*** Provided records ***
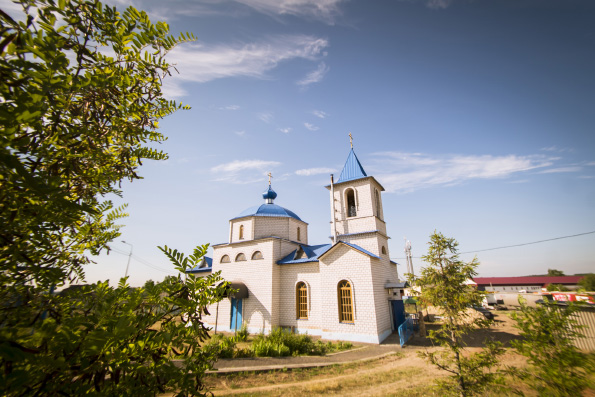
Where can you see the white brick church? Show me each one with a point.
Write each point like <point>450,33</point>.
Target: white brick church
<point>347,290</point>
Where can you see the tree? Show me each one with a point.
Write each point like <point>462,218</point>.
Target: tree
<point>444,285</point>
<point>80,101</point>
<point>588,282</point>
<point>556,366</point>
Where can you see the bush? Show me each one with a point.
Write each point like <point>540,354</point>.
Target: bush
<point>242,334</point>
<point>225,346</point>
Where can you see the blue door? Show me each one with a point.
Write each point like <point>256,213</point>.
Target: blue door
<point>236,314</point>
<point>398,309</point>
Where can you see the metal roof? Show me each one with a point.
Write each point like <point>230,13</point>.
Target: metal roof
<point>206,265</point>
<point>273,210</point>
<point>312,253</point>
<point>352,169</point>
<point>538,280</point>
<point>354,246</point>
<point>400,284</point>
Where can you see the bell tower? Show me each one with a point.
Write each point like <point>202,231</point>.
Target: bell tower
<point>356,207</point>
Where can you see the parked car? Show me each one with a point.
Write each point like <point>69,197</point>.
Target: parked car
<point>486,313</point>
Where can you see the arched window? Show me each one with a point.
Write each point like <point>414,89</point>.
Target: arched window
<point>350,196</point>
<point>345,297</point>
<point>301,301</point>
<point>240,257</point>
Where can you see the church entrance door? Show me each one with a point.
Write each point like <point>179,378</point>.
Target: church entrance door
<point>398,309</point>
<point>236,314</point>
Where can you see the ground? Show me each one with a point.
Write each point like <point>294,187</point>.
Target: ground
<point>399,372</point>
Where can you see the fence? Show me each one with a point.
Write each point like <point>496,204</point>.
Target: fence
<point>406,331</point>
<point>585,316</point>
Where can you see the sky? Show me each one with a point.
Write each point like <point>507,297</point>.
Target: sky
<point>477,117</point>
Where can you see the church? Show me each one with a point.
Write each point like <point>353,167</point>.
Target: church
<point>346,290</point>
*** End of Provided records ***
= Your task =
Would it be possible to reproduce the material word for word, images omitted?

= Written reply =
Where can you see the white brick church? Show me each one with a point.
Write each point like <point>450,33</point>.
Target: white brick church
<point>347,290</point>
Where can you see the tree? Show me each one with a point.
Write each point like <point>462,218</point>.
Target: tree
<point>444,285</point>
<point>80,101</point>
<point>588,282</point>
<point>556,366</point>
Where can you see the bush? Show me each one with a point.
Write each point like <point>540,354</point>.
Target: bush
<point>242,334</point>
<point>225,346</point>
Where can you see the blue door? Show me each one with a point.
Write each point like <point>256,213</point>.
Target: blue door
<point>236,314</point>
<point>398,309</point>
Where can you see the metal roof? Show me each one with a point.
Write each point like <point>230,13</point>.
Target: metal roof
<point>206,265</point>
<point>273,210</point>
<point>312,253</point>
<point>352,169</point>
<point>538,280</point>
<point>354,246</point>
<point>400,284</point>
Where can you see the bell tower? Show me each one with a point.
Write each point like <point>202,231</point>.
Target: bell tower
<point>356,207</point>
Where can you see the parked car? Show me each one with a point.
Write each point like <point>69,197</point>.
Target: parked car
<point>486,313</point>
Where can you see the arched window? Show me each one with a point.
Write each point like <point>414,89</point>.
Target: arched window
<point>350,196</point>
<point>345,297</point>
<point>301,301</point>
<point>240,257</point>
Where can you see the church entrance door? Show me each one with a point.
Write each point like <point>179,378</point>.
Target: church entrance door
<point>398,309</point>
<point>236,314</point>
Where can you see the ground? Show me each one with a point.
Write each point like <point>294,187</point>.
Target: ground
<point>399,372</point>
Where can you see the fence? Show me each one with a point.
Write each point like <point>496,204</point>.
Target: fence
<point>406,331</point>
<point>585,316</point>
Where can you see the sky? Show me each one with a point.
Write each point like <point>507,297</point>.
Target: sky
<point>477,117</point>
Where can you see the church? Show me each one with a point.
Write each point like <point>353,167</point>.
Target: church
<point>346,290</point>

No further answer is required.